> [GOAL OF THE EXERCISE]: Reproduce only the lines that run from the line with "the ceiling, listing" to the last line of the material, both ends included, exactly as they appear.

begin EXERCISE INPUT

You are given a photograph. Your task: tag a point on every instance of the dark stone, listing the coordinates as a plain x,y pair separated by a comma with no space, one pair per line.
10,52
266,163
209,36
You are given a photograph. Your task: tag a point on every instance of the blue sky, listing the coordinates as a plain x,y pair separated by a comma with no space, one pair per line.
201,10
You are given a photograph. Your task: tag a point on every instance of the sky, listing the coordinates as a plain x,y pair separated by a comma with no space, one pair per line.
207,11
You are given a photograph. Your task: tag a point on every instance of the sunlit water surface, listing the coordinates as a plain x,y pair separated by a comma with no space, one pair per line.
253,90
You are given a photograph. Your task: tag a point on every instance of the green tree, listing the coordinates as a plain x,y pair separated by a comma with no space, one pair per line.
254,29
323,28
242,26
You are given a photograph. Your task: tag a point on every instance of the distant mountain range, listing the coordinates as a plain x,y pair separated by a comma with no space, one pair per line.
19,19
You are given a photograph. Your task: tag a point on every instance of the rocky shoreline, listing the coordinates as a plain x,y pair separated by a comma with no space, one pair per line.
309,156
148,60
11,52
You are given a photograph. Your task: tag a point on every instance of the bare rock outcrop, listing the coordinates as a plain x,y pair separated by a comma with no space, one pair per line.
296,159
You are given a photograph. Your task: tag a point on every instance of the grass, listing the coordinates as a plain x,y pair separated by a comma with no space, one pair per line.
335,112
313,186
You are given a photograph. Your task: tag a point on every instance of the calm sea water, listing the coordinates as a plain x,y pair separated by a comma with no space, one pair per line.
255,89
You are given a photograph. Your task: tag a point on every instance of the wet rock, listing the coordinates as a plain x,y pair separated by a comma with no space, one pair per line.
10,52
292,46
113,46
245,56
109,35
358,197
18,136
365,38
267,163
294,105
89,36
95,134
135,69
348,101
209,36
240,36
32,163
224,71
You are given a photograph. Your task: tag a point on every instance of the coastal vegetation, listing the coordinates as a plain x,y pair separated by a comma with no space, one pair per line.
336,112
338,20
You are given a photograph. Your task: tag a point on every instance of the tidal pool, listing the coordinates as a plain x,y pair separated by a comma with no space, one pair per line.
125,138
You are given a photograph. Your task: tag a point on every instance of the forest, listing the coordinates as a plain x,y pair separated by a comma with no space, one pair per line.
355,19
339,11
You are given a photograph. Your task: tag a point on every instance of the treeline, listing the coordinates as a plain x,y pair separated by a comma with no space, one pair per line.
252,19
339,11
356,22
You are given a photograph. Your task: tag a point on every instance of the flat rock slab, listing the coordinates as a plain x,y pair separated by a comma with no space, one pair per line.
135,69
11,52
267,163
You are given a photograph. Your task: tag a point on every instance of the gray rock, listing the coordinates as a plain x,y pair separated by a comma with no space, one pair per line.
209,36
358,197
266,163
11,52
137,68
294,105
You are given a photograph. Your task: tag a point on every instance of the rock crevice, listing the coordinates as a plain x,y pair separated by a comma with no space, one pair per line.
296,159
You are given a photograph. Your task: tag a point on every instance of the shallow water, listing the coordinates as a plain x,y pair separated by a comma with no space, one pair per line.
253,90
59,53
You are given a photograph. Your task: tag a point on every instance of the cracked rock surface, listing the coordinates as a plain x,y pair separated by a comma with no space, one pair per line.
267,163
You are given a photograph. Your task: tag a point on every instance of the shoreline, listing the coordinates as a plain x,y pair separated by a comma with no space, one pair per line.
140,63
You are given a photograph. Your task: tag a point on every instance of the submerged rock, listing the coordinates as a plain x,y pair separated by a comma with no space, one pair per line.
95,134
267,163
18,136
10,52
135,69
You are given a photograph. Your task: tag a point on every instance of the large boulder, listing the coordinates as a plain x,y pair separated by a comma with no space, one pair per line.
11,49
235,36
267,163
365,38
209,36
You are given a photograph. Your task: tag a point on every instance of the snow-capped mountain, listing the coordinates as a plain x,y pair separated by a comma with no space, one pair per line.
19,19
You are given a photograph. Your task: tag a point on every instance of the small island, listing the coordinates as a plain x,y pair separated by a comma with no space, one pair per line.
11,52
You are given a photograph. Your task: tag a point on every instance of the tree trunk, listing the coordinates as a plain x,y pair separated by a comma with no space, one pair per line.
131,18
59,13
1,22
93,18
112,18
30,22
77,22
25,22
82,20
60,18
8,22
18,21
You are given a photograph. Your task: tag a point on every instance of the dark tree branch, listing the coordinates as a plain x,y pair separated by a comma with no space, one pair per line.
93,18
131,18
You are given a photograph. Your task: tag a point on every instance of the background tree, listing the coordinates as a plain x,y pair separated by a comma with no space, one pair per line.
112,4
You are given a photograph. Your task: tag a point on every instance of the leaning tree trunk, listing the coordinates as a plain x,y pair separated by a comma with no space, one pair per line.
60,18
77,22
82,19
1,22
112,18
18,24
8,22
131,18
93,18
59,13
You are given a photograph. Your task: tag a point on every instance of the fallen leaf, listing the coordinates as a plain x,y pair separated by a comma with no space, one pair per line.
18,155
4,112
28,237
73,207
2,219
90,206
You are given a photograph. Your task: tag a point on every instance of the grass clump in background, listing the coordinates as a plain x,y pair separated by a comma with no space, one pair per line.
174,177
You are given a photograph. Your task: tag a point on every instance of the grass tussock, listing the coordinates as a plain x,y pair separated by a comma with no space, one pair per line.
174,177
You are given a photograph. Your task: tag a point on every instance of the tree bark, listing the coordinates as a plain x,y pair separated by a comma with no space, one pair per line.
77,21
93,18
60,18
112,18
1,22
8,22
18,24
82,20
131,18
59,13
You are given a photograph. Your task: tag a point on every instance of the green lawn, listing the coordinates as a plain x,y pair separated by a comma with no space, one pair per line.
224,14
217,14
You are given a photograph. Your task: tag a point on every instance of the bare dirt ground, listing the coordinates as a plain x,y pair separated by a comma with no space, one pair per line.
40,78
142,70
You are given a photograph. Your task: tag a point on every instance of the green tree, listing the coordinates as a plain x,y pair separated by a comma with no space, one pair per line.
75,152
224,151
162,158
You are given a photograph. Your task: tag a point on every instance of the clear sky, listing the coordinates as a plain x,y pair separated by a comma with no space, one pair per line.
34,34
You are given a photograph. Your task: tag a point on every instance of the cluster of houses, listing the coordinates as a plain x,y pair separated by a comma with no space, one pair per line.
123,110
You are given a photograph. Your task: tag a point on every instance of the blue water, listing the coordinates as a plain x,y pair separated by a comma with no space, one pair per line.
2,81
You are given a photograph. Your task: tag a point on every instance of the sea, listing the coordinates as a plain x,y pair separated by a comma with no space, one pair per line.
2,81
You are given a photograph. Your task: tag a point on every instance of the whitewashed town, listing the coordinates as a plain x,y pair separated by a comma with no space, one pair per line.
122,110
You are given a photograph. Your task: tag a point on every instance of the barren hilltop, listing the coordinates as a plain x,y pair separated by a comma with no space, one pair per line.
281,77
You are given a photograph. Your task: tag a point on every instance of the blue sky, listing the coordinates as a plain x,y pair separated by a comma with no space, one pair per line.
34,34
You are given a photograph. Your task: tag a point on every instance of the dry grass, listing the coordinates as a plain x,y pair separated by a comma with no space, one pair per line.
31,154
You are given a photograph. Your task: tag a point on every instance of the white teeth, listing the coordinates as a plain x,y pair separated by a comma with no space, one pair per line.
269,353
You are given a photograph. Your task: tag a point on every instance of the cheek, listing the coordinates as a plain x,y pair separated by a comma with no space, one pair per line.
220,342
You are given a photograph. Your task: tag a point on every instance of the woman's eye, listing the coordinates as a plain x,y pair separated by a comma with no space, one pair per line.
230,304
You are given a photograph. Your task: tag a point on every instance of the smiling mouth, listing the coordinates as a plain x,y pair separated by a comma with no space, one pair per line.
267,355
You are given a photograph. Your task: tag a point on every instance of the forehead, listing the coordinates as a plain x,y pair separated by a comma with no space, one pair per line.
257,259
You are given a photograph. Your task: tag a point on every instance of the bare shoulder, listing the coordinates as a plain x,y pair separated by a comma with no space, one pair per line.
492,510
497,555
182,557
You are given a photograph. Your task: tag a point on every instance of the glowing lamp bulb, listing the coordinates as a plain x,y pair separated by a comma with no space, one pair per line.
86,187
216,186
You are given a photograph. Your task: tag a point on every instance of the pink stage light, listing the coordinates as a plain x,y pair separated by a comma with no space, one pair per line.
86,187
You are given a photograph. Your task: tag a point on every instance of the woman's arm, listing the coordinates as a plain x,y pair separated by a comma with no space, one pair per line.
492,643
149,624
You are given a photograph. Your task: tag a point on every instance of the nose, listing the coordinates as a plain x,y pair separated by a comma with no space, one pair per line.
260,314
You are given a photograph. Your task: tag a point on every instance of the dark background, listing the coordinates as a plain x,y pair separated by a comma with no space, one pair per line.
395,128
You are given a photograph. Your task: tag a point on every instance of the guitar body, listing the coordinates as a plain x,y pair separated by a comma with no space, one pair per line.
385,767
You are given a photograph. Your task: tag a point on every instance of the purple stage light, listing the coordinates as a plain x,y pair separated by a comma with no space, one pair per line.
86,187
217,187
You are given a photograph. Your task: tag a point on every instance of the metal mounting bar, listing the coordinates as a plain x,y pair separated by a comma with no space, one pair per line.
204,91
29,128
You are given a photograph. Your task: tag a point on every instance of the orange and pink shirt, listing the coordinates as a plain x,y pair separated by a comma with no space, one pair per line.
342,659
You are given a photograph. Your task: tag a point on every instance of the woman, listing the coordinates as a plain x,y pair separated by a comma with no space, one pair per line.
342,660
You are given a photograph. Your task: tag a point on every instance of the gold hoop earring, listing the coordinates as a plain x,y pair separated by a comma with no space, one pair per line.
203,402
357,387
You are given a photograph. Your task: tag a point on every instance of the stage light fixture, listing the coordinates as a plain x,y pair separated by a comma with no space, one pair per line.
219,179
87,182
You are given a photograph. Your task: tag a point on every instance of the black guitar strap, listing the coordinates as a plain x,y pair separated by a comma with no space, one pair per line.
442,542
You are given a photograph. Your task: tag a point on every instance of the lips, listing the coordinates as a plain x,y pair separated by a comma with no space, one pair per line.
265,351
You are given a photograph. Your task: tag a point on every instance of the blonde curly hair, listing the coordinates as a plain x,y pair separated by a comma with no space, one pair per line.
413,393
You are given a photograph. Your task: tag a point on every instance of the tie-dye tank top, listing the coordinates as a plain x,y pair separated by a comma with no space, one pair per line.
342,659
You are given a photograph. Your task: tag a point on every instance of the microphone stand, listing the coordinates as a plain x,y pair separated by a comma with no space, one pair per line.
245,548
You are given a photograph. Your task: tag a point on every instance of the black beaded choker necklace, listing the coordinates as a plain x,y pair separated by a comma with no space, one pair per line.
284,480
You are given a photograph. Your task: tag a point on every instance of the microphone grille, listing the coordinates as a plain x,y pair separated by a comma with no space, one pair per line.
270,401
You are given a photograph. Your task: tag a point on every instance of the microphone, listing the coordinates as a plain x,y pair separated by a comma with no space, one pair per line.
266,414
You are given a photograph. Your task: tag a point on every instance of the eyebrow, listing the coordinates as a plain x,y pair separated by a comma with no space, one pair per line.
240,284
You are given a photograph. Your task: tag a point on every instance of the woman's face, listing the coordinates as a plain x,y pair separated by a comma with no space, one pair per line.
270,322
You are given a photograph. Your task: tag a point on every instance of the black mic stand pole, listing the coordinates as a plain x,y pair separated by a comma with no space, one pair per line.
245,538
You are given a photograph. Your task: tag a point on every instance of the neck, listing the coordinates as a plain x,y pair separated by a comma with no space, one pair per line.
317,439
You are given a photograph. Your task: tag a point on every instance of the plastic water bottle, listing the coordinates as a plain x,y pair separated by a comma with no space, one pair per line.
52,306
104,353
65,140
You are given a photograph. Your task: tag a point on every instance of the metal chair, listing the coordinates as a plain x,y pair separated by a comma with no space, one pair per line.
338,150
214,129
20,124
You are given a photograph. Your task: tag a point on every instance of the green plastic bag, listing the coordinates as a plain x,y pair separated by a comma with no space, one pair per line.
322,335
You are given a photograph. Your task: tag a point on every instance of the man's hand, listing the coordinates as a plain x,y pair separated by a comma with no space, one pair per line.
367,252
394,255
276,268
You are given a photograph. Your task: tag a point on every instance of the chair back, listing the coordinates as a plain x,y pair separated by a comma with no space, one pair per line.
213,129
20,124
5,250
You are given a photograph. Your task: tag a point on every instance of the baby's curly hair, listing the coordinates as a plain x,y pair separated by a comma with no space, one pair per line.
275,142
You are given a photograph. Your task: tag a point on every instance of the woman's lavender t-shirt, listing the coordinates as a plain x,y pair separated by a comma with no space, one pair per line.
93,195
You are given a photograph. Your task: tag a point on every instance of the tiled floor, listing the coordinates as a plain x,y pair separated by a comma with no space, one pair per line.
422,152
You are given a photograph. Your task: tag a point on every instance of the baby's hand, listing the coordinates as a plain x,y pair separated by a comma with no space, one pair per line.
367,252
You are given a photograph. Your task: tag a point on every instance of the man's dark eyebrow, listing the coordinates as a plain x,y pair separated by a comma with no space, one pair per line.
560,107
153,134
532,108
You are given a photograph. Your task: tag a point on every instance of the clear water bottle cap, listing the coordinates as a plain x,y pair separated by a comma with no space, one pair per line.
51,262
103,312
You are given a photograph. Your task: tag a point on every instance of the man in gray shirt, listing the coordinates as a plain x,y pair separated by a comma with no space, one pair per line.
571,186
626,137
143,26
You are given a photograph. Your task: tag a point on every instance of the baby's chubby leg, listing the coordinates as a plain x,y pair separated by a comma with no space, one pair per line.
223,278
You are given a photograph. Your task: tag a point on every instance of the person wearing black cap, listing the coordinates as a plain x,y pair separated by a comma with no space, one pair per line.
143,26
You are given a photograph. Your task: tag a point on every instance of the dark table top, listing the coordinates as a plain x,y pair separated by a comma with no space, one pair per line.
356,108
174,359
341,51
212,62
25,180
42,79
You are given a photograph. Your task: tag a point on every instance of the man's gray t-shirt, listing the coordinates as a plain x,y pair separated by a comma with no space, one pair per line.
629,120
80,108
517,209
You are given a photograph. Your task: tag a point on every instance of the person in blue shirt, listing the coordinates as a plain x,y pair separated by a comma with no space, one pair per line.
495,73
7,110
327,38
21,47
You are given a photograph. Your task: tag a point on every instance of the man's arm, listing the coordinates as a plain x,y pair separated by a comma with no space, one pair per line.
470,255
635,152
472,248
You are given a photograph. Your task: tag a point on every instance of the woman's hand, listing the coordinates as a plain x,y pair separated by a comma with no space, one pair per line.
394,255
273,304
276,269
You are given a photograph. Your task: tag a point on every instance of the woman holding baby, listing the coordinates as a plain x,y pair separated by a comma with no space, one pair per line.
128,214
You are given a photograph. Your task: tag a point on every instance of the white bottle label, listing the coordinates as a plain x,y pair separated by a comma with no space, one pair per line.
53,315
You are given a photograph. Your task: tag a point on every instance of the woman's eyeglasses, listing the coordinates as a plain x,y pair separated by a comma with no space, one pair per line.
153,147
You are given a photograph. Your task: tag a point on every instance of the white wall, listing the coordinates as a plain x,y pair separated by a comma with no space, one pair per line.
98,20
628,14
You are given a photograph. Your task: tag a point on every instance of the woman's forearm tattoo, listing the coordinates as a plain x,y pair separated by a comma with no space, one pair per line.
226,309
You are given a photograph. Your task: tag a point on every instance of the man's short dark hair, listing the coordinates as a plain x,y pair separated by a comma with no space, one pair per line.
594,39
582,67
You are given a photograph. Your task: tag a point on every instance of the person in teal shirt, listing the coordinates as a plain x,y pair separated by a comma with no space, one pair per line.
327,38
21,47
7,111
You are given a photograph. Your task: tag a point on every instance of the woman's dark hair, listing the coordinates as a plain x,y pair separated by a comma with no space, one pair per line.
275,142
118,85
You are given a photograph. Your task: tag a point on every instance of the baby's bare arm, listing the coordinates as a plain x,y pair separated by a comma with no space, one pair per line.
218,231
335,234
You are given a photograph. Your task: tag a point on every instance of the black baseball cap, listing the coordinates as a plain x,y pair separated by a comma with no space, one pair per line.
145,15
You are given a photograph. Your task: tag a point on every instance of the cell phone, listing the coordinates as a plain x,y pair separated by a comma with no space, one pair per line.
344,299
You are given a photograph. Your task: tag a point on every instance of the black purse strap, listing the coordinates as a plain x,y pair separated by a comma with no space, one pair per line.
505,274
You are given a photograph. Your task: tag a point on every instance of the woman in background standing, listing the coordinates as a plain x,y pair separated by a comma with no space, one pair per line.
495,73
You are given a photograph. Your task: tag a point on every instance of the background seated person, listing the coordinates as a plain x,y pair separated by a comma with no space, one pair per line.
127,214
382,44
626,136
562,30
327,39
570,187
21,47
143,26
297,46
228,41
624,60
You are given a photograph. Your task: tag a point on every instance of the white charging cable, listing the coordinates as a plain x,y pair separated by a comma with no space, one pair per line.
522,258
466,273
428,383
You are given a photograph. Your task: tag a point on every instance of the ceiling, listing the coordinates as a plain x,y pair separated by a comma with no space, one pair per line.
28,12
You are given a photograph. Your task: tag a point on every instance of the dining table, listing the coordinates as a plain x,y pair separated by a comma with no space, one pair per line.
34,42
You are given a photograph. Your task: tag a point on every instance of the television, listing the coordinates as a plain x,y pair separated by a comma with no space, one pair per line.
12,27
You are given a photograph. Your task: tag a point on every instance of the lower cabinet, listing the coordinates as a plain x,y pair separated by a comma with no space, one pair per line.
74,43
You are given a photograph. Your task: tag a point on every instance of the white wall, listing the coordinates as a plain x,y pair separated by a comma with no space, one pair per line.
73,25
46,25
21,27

end EXERCISE INPUT

> [SOLUTION TO THIS EXERCISE]:
You are given a photograph. Your task: tag a point on every instance of the ceiling, listing the coordinates as a plain x,y pair separated by a comma with no space, one pair per line.
28,12
You are given a photograph. Your task: tag a point on every instance of the dining table, listing the coordinates as a plain x,y pair separated by a comma with no space, one pair per line.
34,42
You are given a photograph. Your task: tag a point on every instance of the television, listing the coordinates as a plain x,y pair separated by a comma with no space, one pair per line.
12,27
You are given a photograph. Your task: tag a point on every instance of the lower cabinet, listing the coordinates as a plain x,y pair separated by a comma with no space, one pair per line.
74,43
You are given a photograph. Your task: tag a point on every instance of the white wall, listing the coordinates as a plain x,y pair separated by a comma with no space, one pair per line.
73,25
46,25
21,27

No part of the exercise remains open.